What you have to do: Look through the records below, and copy out every line that holds the string "garage".

Data records
══════
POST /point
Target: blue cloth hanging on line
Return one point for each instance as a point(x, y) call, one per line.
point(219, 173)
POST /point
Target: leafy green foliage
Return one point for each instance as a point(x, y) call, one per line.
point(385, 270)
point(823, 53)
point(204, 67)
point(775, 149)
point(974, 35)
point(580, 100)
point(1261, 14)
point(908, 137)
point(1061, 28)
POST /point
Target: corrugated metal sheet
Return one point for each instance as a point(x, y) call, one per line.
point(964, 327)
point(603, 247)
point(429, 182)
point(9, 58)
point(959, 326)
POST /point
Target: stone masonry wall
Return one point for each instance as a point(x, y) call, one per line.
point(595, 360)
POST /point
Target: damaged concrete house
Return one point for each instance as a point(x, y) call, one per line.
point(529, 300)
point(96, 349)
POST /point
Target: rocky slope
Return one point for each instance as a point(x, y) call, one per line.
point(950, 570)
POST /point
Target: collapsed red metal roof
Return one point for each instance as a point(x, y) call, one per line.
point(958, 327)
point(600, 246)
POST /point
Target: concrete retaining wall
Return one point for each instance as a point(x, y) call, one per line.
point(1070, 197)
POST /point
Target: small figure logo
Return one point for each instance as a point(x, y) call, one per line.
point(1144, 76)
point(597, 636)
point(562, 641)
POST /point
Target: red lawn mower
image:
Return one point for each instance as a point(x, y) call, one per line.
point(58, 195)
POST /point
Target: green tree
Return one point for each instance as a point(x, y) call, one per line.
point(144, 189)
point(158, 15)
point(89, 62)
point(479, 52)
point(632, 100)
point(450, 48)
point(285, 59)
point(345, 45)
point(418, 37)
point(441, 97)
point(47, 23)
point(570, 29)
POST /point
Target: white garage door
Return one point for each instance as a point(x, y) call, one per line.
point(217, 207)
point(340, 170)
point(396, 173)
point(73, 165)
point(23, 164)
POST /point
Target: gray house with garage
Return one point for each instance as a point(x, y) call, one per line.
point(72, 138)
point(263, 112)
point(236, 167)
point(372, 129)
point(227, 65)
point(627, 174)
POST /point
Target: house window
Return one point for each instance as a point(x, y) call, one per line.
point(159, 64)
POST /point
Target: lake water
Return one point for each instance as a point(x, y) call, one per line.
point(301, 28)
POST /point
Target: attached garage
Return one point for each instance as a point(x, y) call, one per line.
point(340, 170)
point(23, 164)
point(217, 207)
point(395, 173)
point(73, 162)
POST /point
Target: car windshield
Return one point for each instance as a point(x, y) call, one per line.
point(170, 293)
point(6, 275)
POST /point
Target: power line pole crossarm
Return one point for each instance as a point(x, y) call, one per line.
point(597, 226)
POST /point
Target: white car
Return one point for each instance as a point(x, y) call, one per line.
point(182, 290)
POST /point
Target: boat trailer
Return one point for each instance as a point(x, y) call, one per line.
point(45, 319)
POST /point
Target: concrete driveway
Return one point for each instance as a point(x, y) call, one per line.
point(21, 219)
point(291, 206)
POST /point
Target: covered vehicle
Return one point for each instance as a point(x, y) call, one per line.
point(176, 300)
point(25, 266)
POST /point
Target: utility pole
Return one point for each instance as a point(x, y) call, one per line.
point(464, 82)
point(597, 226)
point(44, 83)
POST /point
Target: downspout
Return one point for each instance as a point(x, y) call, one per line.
══════
Task answer:
Target: white garage door
Target: gray house with garage
Target: attached garage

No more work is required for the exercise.